-- Begin TEXT EXTRACT --

# Bits for tile work



## snyder-joe (Oct 9, 2011)

Has any one found or used router bits to round over terra cotta tile?


----------



## jw2170 (Jan 24, 2008)

Welcome to the forum, Joe.

I have not tried to round over a terr cotta tile. I would like to hear how you go...


----------



## derek willis (Jan 21, 2009)

snyder-joe said:


> Has any one found or used router bits to round over terra cotta tile?


I think you'd need a diamond bit to do that, the tiles are pretty hard.


----------



## Mike (Nov 22, 2004)

Rotozip used to sell a kit for cutting ceramic tile/wood to make designer tiles. The kit used a solid carbide burr bit in a process similar to making an inlay. For quality results rounding over would require a wet process similar to working granite counter tops. From a cost perspective you would be better off to buy rounded over tile. If this is a one off project you could try one of the diamond wheels for a Rotozip and "sanding" a profile. I have a wet sump grinder with a diamond wheel that I am sure would work; this machine was used to grind and polish glass eyeglass lenses to shape. This requires a 5 gallon bucket with a submersible pump set on something about 6" off the bottom so sediment settles and is not returned. This cools the wheel and rinses away the sludge.

-- End TEXT EXTRACT --

Write the next part of the forum thread about router bits for terra cotta tile, picking up after its final post. The records that follow come from a separate source.

-- Begin STORED DATA --

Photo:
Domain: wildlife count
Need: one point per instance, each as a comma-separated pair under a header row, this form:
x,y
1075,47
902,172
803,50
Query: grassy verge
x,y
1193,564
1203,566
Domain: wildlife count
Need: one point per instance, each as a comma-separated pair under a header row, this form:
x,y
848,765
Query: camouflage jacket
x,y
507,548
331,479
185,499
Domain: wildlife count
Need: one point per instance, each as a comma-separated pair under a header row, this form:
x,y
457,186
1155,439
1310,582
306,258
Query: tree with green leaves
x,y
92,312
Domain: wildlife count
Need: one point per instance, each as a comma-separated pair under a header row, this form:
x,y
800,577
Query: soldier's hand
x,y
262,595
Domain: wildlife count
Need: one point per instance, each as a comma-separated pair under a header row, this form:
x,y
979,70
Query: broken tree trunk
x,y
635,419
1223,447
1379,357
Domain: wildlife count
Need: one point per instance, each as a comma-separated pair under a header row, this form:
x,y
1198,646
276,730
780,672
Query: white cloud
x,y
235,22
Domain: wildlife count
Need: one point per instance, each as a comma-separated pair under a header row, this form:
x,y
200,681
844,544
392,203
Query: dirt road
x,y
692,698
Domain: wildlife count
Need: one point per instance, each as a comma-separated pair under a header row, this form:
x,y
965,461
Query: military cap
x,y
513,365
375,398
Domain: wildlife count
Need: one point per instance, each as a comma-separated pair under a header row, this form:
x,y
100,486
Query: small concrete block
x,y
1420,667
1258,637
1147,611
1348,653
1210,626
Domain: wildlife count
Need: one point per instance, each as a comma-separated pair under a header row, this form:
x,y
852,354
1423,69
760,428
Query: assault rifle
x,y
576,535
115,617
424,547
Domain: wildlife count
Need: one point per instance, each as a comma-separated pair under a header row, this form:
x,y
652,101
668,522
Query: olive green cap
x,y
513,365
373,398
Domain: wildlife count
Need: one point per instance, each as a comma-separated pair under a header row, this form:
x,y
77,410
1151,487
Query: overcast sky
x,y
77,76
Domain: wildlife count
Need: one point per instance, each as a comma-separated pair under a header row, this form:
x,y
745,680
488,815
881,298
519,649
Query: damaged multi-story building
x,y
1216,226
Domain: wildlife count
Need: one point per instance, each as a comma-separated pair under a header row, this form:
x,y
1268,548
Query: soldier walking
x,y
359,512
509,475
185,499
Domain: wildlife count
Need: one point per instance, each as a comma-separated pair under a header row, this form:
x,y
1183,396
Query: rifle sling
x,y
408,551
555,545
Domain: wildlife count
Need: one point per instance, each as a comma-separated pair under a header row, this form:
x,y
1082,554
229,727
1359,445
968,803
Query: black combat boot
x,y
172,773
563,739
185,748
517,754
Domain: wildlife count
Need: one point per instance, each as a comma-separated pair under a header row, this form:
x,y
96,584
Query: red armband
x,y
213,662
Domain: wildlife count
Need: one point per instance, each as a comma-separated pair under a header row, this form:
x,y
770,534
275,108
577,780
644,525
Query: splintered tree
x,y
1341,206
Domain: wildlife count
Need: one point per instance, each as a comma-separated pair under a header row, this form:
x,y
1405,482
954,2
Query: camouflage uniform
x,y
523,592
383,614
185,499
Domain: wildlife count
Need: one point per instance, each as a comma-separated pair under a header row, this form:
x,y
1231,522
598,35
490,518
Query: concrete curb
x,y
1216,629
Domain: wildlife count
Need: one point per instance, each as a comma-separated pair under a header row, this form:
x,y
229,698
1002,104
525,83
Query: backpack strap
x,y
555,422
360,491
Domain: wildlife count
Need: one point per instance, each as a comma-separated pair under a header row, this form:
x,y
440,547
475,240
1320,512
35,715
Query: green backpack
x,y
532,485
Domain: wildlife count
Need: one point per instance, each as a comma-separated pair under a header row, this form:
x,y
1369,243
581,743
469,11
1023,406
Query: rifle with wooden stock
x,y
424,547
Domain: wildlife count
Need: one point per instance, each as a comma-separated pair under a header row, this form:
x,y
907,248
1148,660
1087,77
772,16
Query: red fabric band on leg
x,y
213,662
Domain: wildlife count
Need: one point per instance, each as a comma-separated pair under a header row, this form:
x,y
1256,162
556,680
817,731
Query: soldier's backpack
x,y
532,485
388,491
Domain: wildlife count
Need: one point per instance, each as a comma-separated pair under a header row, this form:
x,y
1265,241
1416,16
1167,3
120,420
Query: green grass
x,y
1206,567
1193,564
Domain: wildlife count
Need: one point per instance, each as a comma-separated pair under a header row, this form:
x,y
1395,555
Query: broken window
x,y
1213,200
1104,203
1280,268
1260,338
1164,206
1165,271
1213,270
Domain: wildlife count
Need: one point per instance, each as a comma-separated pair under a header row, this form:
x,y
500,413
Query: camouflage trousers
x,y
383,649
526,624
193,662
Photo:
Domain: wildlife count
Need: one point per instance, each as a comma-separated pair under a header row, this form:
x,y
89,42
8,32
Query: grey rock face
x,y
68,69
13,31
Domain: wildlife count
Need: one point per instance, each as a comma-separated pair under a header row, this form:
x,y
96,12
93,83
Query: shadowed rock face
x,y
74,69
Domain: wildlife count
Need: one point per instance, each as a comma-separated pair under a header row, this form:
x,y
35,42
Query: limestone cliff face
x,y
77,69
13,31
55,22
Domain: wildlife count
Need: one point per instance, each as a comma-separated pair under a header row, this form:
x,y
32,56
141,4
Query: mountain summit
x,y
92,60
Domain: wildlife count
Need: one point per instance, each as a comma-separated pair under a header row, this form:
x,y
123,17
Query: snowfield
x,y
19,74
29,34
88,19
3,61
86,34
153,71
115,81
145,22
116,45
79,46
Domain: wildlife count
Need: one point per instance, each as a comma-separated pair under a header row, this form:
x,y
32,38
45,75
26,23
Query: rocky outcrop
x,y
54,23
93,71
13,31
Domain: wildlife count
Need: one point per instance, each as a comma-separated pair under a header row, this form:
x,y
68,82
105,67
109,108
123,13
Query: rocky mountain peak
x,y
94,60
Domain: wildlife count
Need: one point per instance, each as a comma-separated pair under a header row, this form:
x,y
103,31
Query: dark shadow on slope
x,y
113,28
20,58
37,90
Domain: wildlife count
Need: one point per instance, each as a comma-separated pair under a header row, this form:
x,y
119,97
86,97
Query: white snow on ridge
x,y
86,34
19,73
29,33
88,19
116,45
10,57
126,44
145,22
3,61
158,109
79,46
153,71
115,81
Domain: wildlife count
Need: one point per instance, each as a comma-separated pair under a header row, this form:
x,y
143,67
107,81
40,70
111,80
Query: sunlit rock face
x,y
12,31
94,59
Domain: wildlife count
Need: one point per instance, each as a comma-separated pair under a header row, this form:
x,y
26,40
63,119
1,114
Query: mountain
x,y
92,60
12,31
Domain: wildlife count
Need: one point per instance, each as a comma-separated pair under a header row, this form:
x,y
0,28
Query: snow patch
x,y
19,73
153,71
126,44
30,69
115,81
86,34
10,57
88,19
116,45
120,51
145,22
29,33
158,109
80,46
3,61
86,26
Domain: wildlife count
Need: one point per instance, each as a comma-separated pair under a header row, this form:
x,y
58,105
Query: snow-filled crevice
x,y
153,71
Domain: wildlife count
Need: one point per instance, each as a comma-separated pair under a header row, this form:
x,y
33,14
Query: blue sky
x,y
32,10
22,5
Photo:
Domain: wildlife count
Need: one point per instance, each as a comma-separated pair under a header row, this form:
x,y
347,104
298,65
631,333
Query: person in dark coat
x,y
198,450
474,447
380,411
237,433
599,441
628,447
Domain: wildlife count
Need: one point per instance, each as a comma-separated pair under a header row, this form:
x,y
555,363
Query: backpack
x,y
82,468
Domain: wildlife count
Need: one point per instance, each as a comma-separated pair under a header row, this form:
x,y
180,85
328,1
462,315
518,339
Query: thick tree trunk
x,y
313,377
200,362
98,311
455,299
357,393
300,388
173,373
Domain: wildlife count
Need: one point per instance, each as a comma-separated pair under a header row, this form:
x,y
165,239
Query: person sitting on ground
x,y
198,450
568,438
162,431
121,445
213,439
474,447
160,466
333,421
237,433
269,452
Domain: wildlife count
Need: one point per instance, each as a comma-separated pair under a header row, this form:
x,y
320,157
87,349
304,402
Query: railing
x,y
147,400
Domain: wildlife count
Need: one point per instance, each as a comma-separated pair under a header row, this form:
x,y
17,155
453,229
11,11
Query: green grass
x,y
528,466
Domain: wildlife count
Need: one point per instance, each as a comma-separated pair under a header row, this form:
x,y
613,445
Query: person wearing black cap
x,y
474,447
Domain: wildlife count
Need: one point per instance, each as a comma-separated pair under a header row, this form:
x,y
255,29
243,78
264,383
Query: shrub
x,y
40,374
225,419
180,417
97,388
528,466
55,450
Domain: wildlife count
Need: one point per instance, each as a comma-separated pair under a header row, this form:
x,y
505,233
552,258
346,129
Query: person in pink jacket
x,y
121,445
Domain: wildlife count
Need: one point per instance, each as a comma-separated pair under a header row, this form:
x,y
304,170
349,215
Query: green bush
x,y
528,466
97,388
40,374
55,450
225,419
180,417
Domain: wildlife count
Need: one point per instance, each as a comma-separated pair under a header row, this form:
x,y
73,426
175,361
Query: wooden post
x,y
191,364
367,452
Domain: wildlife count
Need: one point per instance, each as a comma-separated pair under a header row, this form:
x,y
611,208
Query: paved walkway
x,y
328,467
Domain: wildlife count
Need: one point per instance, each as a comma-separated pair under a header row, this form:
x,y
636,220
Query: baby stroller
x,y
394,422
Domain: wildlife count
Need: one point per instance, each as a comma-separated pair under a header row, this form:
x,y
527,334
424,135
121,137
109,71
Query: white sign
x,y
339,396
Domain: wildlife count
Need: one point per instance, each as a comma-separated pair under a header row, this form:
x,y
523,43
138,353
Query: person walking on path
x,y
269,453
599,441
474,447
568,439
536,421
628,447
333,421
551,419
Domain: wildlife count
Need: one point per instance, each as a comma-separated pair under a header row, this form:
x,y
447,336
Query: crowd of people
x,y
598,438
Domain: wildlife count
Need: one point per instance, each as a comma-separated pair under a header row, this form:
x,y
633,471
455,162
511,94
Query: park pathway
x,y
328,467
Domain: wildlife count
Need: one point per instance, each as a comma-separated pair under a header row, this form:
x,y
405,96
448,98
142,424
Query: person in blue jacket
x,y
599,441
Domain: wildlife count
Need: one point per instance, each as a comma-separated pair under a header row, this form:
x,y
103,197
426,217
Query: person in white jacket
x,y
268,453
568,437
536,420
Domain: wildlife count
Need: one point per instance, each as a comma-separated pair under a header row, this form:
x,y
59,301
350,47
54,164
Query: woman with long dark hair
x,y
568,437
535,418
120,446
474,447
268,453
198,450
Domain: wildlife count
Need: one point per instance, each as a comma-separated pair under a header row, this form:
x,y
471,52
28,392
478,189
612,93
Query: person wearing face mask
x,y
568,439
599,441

-- End STORED DATA --

* [RESPONSE]:
----------



## Dal300 (Jul 14, 2011)

Mostly an angle grinder is used with a diamond bit.

Here is a 3/8" roundover that might do what you need on eBay:

3/8" Demi-bullnose/Roundover Diamond Hand Profiler/Router Bits for Granite | eBay


----------



## bobj3 (Jan 17, 2006)

Hi Joe

The router is a great tool but not the only tool all the time 


====



snyder-joe said:


> Has any one found or used router bits to round over terra cotta tile?


----------



## derek willis (Jan 21, 2009)

You know something, Even if you could buy a bit to do this, the tile would be ruined,because you would not have a glazed rounded over surface, just plain old burned clay.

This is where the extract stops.